Exercise:
Write out exactly the lines from the one containing "point: advertising board" through the last line of the records below, including both.
┌──
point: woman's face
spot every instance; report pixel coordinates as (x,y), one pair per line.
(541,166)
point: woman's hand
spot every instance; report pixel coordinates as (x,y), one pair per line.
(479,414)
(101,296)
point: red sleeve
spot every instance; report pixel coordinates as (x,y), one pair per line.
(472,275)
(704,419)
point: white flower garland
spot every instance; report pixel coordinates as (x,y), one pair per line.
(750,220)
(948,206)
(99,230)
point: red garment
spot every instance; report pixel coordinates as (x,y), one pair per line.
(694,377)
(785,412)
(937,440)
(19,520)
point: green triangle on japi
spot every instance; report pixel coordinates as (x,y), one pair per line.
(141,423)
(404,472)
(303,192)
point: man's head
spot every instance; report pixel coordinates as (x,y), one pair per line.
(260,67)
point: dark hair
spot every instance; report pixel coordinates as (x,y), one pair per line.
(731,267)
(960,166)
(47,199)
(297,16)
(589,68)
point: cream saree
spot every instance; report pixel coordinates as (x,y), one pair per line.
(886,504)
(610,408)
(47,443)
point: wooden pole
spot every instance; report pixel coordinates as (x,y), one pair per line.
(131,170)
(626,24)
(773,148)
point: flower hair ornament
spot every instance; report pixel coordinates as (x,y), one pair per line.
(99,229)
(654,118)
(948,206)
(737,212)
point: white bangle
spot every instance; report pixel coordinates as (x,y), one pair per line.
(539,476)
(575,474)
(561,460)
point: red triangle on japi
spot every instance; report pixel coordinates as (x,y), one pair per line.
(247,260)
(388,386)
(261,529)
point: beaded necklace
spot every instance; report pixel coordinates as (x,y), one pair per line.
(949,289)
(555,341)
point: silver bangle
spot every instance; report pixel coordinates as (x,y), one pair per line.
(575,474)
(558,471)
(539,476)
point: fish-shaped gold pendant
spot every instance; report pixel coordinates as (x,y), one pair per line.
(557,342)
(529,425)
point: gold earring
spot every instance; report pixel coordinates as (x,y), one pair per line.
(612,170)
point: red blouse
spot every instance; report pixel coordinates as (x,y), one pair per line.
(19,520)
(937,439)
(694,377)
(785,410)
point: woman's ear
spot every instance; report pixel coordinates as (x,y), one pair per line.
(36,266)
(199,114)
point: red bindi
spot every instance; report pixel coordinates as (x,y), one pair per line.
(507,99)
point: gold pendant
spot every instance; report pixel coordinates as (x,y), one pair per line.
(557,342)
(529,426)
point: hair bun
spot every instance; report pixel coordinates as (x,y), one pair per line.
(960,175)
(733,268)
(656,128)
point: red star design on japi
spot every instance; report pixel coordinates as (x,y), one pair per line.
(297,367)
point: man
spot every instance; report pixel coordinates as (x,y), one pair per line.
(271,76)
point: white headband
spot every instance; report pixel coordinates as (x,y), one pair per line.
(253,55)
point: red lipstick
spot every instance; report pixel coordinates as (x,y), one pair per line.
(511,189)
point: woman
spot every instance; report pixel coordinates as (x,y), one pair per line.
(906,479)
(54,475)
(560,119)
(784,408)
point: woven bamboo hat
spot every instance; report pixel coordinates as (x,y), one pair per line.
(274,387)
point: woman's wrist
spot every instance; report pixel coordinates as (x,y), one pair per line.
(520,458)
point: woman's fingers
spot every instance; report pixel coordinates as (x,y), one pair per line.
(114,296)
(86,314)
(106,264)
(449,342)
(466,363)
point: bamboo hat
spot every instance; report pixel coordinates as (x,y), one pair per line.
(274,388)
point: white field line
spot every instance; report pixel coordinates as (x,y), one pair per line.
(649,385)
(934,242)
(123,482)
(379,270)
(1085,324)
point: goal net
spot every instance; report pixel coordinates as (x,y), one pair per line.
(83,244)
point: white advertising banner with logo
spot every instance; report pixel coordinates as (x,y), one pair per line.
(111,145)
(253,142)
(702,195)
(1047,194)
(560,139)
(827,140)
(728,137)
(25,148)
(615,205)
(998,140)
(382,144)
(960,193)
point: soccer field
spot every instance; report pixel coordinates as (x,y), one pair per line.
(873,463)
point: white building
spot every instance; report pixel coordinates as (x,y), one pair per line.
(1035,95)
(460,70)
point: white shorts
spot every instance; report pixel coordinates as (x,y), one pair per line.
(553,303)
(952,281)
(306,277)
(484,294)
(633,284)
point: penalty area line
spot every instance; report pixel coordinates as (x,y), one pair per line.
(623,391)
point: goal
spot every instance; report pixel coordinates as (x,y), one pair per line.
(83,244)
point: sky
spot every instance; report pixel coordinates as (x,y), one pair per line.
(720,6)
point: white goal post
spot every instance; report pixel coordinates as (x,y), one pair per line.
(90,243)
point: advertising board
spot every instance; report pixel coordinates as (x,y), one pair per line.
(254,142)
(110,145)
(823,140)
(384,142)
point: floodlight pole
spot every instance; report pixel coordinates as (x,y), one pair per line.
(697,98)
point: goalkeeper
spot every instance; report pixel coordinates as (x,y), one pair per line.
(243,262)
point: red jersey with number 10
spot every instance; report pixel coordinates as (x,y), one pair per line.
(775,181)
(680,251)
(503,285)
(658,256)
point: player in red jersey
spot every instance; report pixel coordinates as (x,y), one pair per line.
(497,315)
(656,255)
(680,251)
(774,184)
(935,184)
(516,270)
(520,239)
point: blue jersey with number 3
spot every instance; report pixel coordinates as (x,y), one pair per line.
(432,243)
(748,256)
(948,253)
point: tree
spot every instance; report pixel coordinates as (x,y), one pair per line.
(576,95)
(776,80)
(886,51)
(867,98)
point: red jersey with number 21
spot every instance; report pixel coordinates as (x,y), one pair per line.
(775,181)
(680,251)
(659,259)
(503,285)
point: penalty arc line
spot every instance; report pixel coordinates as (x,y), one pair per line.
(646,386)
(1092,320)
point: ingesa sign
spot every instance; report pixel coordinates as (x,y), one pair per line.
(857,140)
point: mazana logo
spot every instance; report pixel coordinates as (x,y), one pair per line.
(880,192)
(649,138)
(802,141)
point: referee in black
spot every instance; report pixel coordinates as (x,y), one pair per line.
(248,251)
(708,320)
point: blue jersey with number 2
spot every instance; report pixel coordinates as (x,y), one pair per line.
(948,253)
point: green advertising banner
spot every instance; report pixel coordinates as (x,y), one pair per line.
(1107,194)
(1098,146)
└──
Output of the exercise:
point: advertising board
spot every instance; report pixel coordinates as (x,y), one pair per line.
(254,142)
(110,145)
(823,140)
(384,142)
point: floodlight pole
spot every instance; report pixel coordinates as (x,y), one pair per line.
(697,98)
point: goalkeeper
spot every instance; report pixel coordinates as (x,y), one pair per line.
(243,262)
point: red jersey with number 10
spot every instance; report pixel coordinates as (x,y), one pair per line.
(775,181)
(680,251)
(503,285)
(658,256)
point: player in red jersey
spot every instance; report pixel coordinates as (x,y), one pair per line.
(497,315)
(656,255)
(680,251)
(774,184)
(935,184)
(516,270)
(520,239)
point: blue jersey with number 3
spot every instance; report pixel coordinates as (x,y), one pair per line.
(432,243)
(748,256)
(948,253)
point: tree
spot every instance; report pixel coordinates as (x,y), one pair per line.
(576,95)
(776,80)
(886,51)
(867,98)
point: red jersey with number 21
spot every instance; report pixel coordinates as (x,y), one pair per line.
(775,181)
(680,251)
(659,259)
(503,285)
point: penalty arc line
spot every instance; report pixel coordinates as (x,y), one pair per line.
(646,386)
(1092,320)
point: ingesa sign
spot every instance; report pixel coordinates as (x,y), one pair per line.
(857,140)
point: mazana logo
spot every instance; report pixel coordinates as (x,y), one pair per line.
(880,192)
(649,138)
(802,141)
point: referee in black
spot every instance; report pixel coordinates as (x,y), one pair per line.
(248,251)
(708,320)
point: blue jersey with number 2
spot every instance; report pixel coordinates as (x,y), one pair per line.
(948,253)
point: green advertising banner
spot every instance; report pixel coordinates as (x,y), one pair per line.
(1107,194)
(1098,146)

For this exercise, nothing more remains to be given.